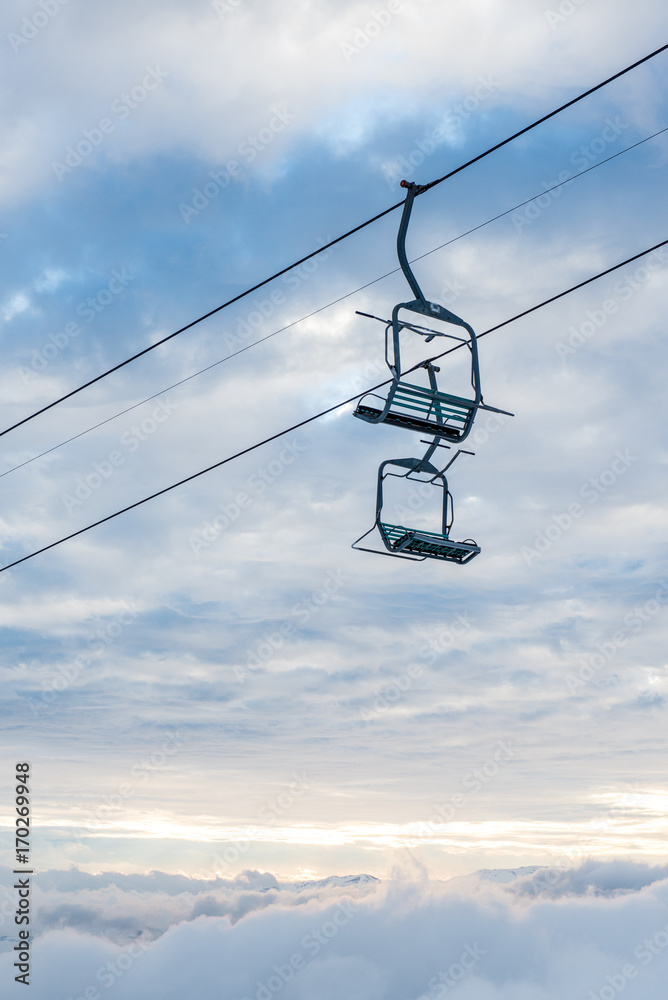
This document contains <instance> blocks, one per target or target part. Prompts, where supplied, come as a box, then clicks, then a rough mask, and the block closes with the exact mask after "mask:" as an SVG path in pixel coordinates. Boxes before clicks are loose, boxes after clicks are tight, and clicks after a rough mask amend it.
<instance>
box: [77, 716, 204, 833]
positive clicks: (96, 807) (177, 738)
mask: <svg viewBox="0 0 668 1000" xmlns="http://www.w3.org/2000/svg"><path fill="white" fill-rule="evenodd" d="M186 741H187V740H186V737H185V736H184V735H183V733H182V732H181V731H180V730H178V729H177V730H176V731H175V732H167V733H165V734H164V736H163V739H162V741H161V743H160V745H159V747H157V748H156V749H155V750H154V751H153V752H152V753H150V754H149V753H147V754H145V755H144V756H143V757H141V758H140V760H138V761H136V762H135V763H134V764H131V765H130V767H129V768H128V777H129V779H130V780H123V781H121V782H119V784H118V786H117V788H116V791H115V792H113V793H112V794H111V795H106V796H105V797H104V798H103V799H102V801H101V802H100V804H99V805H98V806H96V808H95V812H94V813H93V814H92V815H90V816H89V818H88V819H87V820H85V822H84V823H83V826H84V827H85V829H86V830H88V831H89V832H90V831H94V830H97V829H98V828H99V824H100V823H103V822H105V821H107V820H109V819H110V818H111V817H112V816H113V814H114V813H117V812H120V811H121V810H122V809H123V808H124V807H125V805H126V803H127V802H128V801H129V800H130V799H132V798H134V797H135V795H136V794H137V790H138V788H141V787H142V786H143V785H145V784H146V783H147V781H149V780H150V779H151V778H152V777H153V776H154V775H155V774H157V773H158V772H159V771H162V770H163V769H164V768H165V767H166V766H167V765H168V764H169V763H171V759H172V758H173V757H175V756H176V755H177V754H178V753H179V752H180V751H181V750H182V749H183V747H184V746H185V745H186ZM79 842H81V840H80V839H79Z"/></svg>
········
• _Your assignment_
Recast the lines above as a Markdown table with columns named Row and Text, one numbered row per line and no rows for blank lines. Leave the pictures out of the answer.

• _Solution below_
| Row | Text |
|---|---|
| 1 | This document contains <instance> blocks, one per target or target part. Prompts, where supplied, come as a box, then clicks, then a rough mask, and the block closes with the exact mask after "mask:" as an SVG path in pixel coordinates. Boxes before clicks are loose, boxes after clicks are tight, and clicks after a rough mask amend it. |
| 2 | <instance> |
| 3 | box: [77, 716, 204, 833] |
| 4 | positive clicks: (96, 807) (177, 738) |
| 5 | mask: <svg viewBox="0 0 668 1000" xmlns="http://www.w3.org/2000/svg"><path fill="white" fill-rule="evenodd" d="M186 741H187V740H186V737H185V736H184V735H183V733H182V732H181V731H180V730H178V729H177V730H176V731H175V732H167V733H165V734H164V736H163V739H162V741H161V743H160V745H159V747H157V748H156V749H155V750H154V751H153V752H152V753H150V754H149V753H147V754H145V755H144V756H143V757H141V758H140V760H138V761H136V762H135V763H134V764H131V765H130V767H129V768H128V777H129V779H130V780H123V781H121V782H119V784H118V786H117V788H116V791H115V792H113V793H112V794H111V795H106V796H105V797H104V798H103V799H102V801H101V802H100V804H99V805H98V806H96V808H95V812H94V813H93V814H92V815H90V816H89V818H88V819H87V820H85V822H84V823H83V826H84V827H85V829H86V830H88V831H89V832H90V831H94V830H97V829H98V828H99V824H100V823H103V822H105V821H107V820H109V819H110V818H111V817H112V816H113V814H114V813H117V812H120V811H121V810H122V809H123V808H124V807H125V805H126V803H127V802H128V801H129V800H130V799H132V798H134V797H135V795H136V794H137V790H138V788H141V787H142V786H143V785H145V784H146V783H147V781H149V780H150V779H151V778H152V777H153V776H154V775H155V774H157V773H158V772H159V771H162V770H163V769H164V768H165V767H166V766H167V765H168V764H169V763H171V759H172V758H173V757H175V756H176V755H177V754H178V753H179V752H180V751H181V750H182V749H183V747H184V746H185V745H186ZM79 842H81V840H80V839H79Z"/></svg> |